Copy the lines below exactly, starting with the first and finishing with the one holding "Target: hillside slope"; do not copy the pictures.

● Referring expression data:
= = = =

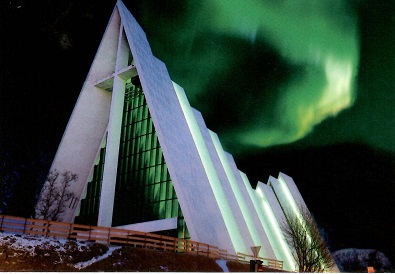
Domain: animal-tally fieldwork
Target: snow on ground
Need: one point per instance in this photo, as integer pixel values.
(222, 264)
(346, 258)
(93, 260)
(28, 243)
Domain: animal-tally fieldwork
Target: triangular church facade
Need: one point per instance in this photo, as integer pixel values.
(146, 161)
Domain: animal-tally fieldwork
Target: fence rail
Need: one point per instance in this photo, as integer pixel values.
(110, 235)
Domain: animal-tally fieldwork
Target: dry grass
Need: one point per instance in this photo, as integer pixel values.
(29, 253)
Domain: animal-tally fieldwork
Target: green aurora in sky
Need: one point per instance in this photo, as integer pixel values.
(267, 73)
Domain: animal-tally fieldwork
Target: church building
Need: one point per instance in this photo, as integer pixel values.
(146, 161)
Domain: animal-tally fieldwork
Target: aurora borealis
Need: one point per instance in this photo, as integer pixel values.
(317, 48)
(305, 87)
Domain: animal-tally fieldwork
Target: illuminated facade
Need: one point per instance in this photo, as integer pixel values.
(146, 161)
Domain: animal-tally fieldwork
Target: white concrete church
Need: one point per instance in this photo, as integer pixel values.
(146, 161)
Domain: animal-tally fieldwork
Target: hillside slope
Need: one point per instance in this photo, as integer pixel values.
(32, 253)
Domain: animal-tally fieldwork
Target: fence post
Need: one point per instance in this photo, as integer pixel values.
(109, 235)
(1, 225)
(24, 226)
(47, 232)
(70, 229)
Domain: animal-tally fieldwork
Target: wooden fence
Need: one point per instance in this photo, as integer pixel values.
(110, 235)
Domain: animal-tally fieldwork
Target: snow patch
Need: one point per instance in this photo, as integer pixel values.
(222, 264)
(94, 260)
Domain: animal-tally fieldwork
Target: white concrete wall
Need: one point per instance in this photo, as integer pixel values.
(266, 248)
(86, 127)
(201, 212)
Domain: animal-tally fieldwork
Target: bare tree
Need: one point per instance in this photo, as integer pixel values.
(54, 195)
(309, 248)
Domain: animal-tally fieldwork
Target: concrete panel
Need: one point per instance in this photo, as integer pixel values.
(266, 248)
(233, 216)
(202, 215)
(88, 122)
(152, 226)
(276, 237)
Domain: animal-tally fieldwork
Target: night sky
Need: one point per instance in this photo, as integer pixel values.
(298, 86)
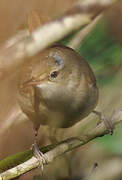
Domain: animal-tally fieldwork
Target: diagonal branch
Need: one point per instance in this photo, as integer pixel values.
(61, 148)
(14, 54)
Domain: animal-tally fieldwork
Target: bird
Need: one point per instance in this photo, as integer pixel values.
(57, 88)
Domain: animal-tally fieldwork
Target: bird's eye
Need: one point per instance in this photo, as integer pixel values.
(54, 74)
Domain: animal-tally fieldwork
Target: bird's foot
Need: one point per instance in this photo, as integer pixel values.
(107, 121)
(39, 155)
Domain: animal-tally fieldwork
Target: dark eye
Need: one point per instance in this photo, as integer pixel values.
(54, 74)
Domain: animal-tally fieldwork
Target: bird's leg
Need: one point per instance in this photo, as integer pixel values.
(37, 153)
(52, 134)
(107, 121)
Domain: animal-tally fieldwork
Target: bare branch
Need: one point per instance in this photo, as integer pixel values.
(12, 54)
(61, 148)
(80, 36)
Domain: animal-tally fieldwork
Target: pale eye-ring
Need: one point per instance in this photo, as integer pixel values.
(54, 74)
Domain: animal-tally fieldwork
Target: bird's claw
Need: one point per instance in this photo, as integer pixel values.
(39, 155)
(107, 121)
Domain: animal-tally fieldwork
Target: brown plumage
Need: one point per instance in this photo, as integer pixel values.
(57, 88)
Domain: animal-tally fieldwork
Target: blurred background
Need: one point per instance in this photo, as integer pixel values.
(102, 48)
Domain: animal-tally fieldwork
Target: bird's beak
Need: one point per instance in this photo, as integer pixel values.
(36, 80)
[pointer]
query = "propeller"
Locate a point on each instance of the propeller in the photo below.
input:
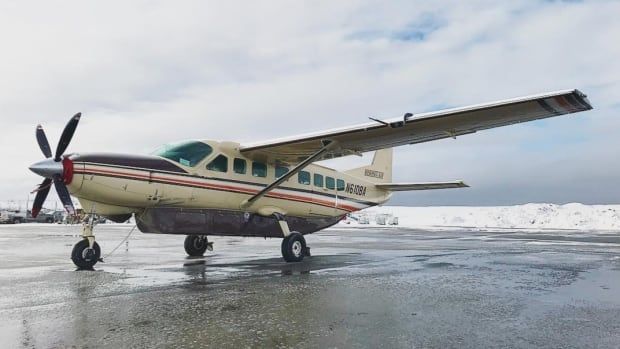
(53, 169)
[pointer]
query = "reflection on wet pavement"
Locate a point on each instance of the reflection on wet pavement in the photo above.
(362, 288)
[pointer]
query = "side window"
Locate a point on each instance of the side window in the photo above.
(281, 171)
(303, 177)
(219, 164)
(340, 184)
(240, 166)
(330, 183)
(318, 180)
(259, 169)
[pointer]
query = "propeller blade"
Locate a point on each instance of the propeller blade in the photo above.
(66, 136)
(44, 189)
(63, 194)
(43, 143)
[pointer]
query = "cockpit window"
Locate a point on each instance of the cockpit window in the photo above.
(188, 153)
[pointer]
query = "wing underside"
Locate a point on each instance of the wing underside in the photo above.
(412, 129)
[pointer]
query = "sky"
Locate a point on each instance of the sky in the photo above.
(144, 73)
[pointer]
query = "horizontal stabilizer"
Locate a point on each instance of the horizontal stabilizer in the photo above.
(421, 186)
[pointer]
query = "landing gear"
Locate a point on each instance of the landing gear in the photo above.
(87, 252)
(196, 245)
(294, 247)
(85, 257)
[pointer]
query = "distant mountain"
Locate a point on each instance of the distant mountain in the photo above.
(529, 216)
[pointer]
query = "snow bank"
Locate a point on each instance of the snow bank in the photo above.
(530, 216)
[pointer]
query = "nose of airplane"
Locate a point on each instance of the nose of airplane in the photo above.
(47, 168)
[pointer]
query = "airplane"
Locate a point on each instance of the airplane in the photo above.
(272, 188)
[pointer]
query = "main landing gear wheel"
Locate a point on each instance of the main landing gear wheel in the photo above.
(196, 245)
(85, 257)
(294, 247)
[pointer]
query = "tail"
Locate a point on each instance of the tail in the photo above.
(379, 171)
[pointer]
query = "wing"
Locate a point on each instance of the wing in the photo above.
(421, 186)
(425, 127)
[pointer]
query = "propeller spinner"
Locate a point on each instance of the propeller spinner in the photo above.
(53, 169)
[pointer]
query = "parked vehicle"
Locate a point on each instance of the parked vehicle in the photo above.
(45, 217)
(18, 216)
(12, 216)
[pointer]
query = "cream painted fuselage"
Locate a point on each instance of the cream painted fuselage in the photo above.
(170, 197)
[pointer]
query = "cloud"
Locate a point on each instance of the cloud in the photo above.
(148, 72)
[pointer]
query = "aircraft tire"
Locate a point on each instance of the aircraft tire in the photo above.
(84, 259)
(196, 245)
(294, 247)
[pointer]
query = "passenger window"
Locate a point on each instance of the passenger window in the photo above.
(259, 169)
(303, 177)
(318, 180)
(281, 171)
(340, 184)
(330, 183)
(219, 164)
(239, 166)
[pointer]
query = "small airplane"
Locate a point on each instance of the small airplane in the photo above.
(266, 189)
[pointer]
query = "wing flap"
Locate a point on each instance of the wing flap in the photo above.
(412, 129)
(421, 186)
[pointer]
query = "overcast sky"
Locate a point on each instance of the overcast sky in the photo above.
(145, 73)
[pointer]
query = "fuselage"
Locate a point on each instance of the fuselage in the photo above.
(212, 175)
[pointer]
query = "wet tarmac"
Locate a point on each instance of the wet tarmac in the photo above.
(393, 288)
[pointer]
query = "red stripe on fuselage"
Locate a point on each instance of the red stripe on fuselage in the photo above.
(220, 187)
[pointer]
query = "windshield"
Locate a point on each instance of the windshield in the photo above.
(188, 153)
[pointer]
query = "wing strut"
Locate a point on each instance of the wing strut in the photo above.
(327, 145)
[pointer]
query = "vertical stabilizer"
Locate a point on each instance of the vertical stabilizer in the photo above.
(380, 171)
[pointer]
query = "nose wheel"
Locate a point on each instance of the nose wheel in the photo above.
(84, 256)
(294, 247)
(196, 245)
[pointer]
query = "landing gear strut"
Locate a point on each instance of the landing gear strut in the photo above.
(87, 252)
(294, 247)
(196, 245)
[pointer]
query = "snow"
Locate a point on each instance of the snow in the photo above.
(572, 216)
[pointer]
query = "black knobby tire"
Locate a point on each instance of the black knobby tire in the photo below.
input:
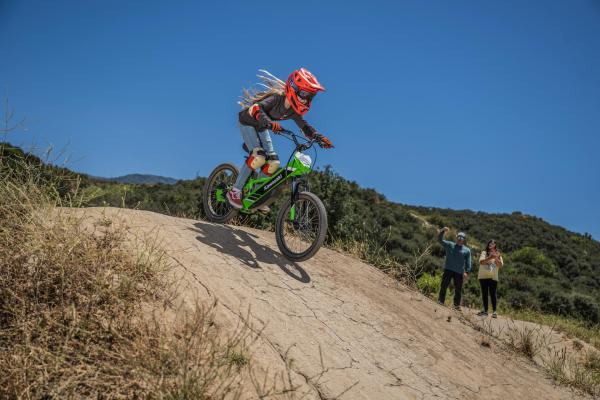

= = = =

● Solution:
Domain: animal-tally fieldwork
Target: snow on ground
Need: one point per instance in this photo, as integer pixel values.
(222, 264)
(346, 258)
(93, 260)
(28, 243)
Domain: animal-tally fieldwork
Target: triangular church facade
Need: one point per instance in this photo, as integer pixel values.
(146, 161)
Domain: animal-tally fieldwork
Target: fence rail
Need: one point per instance in this photo, as integer pixel values.
(110, 235)
Domain: animal-tally fieldwork
Target: dry grass
Need: one point per instance in this photo, as integer pixel values.
(29, 253)
Domain: animal-tally fieldwork
Target: green aurora in sky
Need: one point per instance in this photo, as integer pixel values.
(267, 73)
Domain: animal-tally fieldwork
Target: church building
Need: one point per instance in this photo, as integer pixel values.
(146, 161)
Domain: animal-tally fieldwork
Target: aurora borealis
Need: one point per instance in this photo, as integer pixel values.
(317, 48)
(305, 87)
Domain: animal-tally fieldwork
Target: illuminated facade
Need: one point per instance in this photo, as integer pixel values.
(146, 161)
Domain: animal-tally fieldwork
Target: white concrete church
Need: one point per instance in this photo, as integer pixel values.
(146, 161)
Domain: animal-tally fieldwork
Target: hillside slope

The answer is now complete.